■ What is asked ■
Your task is to give the data again, exactly, with every line intact.

══ Material for this task ══

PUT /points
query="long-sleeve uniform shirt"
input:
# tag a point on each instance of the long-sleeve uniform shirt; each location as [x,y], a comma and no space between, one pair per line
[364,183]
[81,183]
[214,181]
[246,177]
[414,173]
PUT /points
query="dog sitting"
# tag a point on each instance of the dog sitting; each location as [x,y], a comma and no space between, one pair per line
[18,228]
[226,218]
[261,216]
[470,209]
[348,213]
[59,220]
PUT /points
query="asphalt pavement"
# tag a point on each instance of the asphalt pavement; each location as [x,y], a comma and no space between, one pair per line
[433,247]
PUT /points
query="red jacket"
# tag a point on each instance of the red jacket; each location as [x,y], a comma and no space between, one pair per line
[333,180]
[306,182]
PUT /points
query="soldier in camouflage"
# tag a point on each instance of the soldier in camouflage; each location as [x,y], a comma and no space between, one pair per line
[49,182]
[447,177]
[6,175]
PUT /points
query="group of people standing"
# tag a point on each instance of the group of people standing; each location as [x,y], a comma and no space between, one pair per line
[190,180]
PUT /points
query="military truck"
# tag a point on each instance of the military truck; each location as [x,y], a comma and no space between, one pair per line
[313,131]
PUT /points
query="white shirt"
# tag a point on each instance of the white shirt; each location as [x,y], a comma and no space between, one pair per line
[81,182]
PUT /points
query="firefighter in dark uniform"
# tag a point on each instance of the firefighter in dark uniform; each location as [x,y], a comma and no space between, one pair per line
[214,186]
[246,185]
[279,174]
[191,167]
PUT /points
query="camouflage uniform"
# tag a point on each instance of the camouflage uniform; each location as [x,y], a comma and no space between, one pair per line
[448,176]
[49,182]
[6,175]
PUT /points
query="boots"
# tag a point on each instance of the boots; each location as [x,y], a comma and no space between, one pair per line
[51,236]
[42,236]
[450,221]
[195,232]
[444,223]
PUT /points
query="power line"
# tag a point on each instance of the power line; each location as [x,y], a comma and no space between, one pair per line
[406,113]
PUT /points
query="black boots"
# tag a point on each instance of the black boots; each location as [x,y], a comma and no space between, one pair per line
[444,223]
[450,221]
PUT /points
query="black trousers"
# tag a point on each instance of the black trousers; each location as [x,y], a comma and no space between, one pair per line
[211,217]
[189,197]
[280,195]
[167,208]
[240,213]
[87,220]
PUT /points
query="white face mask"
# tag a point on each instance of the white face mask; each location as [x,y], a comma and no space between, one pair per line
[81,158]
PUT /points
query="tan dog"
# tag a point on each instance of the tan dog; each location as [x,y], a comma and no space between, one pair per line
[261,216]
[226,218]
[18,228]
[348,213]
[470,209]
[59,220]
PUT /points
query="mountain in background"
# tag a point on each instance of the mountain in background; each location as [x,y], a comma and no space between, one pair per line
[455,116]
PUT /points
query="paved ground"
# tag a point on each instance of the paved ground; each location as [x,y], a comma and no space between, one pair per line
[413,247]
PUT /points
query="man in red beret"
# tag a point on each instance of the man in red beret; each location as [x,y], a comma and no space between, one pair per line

═══

■ Output for this task ■
PUT /points
query="long-sleeve uniform shirt"
input:
# tag a point on each instance of the long-sleeve uniform shirt; each location as [x,y], a comma and no space between, one pair per line
[364,183]
[81,183]
[214,181]
[246,177]
[414,173]
PUT /points
query="dog sitting"
# tag a point on each instance of the dog sitting; each location as [x,y], a comma and no space between, one pair per line
[18,228]
[226,218]
[261,216]
[470,209]
[348,213]
[59,220]
PUT /points
query="asphalt pavement"
# tag a point on each instance of the asphalt pavement; each location as [x,y], a comma and no space between, one pair per line
[433,247]
PUT /points
query="red jacket"
# tag a point on each instance of the red jacket; each location as [x,y], a comma and no space between, one pair per line
[333,180]
[306,182]
PUT /points
query="soldier in camouflage"
# tag a point on each instance of the soldier in camouflage; each location as [x,y], a comma and no space between, one pair per line
[49,182]
[447,177]
[6,175]
PUT /points
query="group of people standing"
# tag a point on each instance of the group of people standing; each location as [x,y], a comma and no space between, one pair per line
[190,180]
PUT /points
query="military truck"
# tag a point on each instance of the military truck; each location as [x,y], a comma and no space between, one pair per line
[313,131]
PUT /points
query="white shirt"
# tag a point on each instance of the white shirt; each location as [x,y], a comma and no space between, one pair per line
[81,182]
PUT /points
query="firefighter in dark uniform"
# tag a point on each instance of the firefighter in dark uniform; each location as [x,y], a comma and no space between, one pair per line
[214,186]
[246,185]
[279,174]
[191,167]
PUT /points
query="camouflage uniform"
# tag a point on each instance of the camouflage uniform; each location as [x,y], a comma and no space between, one pair per line
[448,176]
[49,182]
[6,175]
PUT /points
query="boots"
# tag a point on each instance of the boots; each location as [x,y], a comma and no space between, one pair per line
[51,236]
[42,236]
[450,221]
[195,232]
[444,223]
PUT /points
query="power line"
# tag a point on each instance of the power line; each location as [x,y], a comma and no space between, one pair per line
[406,113]
PUT /points
query="black boots"
# tag a point on each instance of the black boots; each location as [x,y], a comma and no space between, one pair per line
[444,223]
[450,221]
PUT /points
query="black trousers"
# tag a point on each instance of the black trousers; each location as [x,y], a comma and no space between, one pair per line
[211,217]
[189,197]
[280,195]
[167,208]
[240,213]
[87,220]
PUT /points
query="white face mask"
# tag a point on each instance of the white face mask; each location as [x,y], a comma and no space between, one pair per line
[81,158]
PUT /points
query="tan dog"
# tag a point on each instance of the tan dog; each location as [x,y], a comma and no space between, one pair per line
[261,216]
[226,218]
[18,228]
[348,213]
[470,209]
[59,220]
PUT /points
query="mountain in background"
# tag a point on each instance of the mountain in background; each location as [x,y], a comma and no space between, one pair per line
[455,116]
PUT /points
query="paved ground"
# tag a point on each instance of the paved ground; each location as [x,y], a comma and no space between, one pair per line
[413,247]
PUT /points
query="man in red beret"
# tag a point on each instance of the man in red beret; each location as [x,y], a comma and no space between, one pair per line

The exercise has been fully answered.